SAPS in crisis - Analysis

SAPS in crisis - Analysis

SAPS in crisis - Analysis

 

Cops and Mobsters — the many murky claims of Western Cape police officers cosying up to gangsters

Daily Maverick - By Caryn Dolley 01 Nov 2022  

There have been suspicions over the years that police in SA’s gangsterism capital, the Western Cape, are colluding with gangs — leaking information, plotting murders and running smear campaigns. A recent high court judgment adds weight to such theories.

In January 2016, Nathaniel Moses, the suspected head of a group of hitmen, was murdered in the Cape Town suburb of Strand.

Strange stories subsequently surfaced in police circles: that the Mobsters, a faction of the 28s gang which Moses allegedly led, had corrupt cops on their side, that some of those officers were involved in running a nightclub with the Mobsters in Strand, and that firearms were being funnelled to the gang’s footsoldiers by way of police officers.

These stories never publicly solidified into anything more than loose suspicions.

Until recently, that is.

Daily Maverick last week reported that a Western Cape High Court judgment by Judge Daniel Thulare, dated 17 October, said that evidence in an organised crime case linked to the Mobsters suggested that the 28s gang had captured low-ranking South African Police Service (SAPS) officers as well as police bosses.

The judgment said: “The senior management of the SAPS in the province has been penetrated to the extent that the 28 gang has access to the table where the Provincial Commissioner of the SAPS in the Western Cape sits with his senior managers.”

According to evidence, the judgment found, gangsters also obtained Crime Intelligence and Anti-Gang Unit reports.

Thulare’s judgment is unprecedented in that it marks the first time suspected links between police officers and gangsters are detailed in depth in a document that is accessible to the public.

Political strategy

Last week, while the Western Cape police said its legal services department was looking at the judgment, the province’s premier, Alan Winde, ordered an ombud investigation into its contents to determine if police officers were working with gangsters. 


It was not the first time a Western Cape premier had tackled the issue.

### Records
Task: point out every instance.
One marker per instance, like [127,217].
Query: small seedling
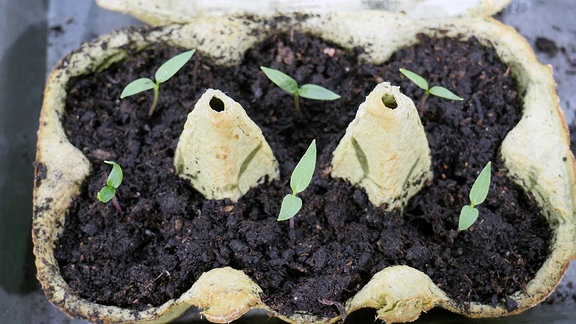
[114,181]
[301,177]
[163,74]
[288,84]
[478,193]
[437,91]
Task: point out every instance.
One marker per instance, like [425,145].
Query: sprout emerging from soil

==

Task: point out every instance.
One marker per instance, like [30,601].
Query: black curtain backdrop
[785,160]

### Task item
Continue the text on suspected collusion between Western Cape police and gangs, starting after its last sentence.

### Result for this task
Here we unravel an extensive web of cop collusion suspicions — and political matters — that developed in the runup to the judgment. 

Seven years ago, former premier Helen Zille wrote: “Could it be that there is a deliberate political strategy, involving high-ranking police officers and politicians, to ensure that gangs, drugs and crime continue to destabilise the Western Cape?

“It is critical to answer this question for the sake of the people in this province who live under the reign of terror of the gang and drug lords.”

Zille also referenced a (now former) Western Cape Crime Intelligence officer, understood to be Paul Scheepers.

She said: “Three of his informers had provided him with sensational information asserting the involvement of high-ranking police officers in corruption, and of links between the drug trade, gangs, and politics in the Western Cape.”

Arrested Crime Intelligence officer

There were suspicions that the claims Scheepers’ informers made were against former gang-busting cop Jeremy Vearey, who was controversially fired from the police service in May last year. (Further details are documented in Dolley’s book To the Wolves: How Traitor Cops Crafted South Africa’s Underworld.)

Scheepers has an intriguing past.

He was arrested back in 2015 — one of the charges he faced was that he illegally acquired an interception device known as a “grabber”.

Scheepers was also at the centre of a spat in which the DA was accused of spying on the ANC and vice versa.

For his part, Vearey has insisted that Crime Intelligence officers, using gangsters and politicians, were working against him to derail investigations he was conducting.

In the year following Scheepers’ arrest, a series of events resulted in rattling claims emerging about Western Cape police officers.

That year — 2016 — was when Moses was murdered.

An affidavit, which some police officers viewed as questionable, surfaced after his killing, referencing his murder and dubious police activities.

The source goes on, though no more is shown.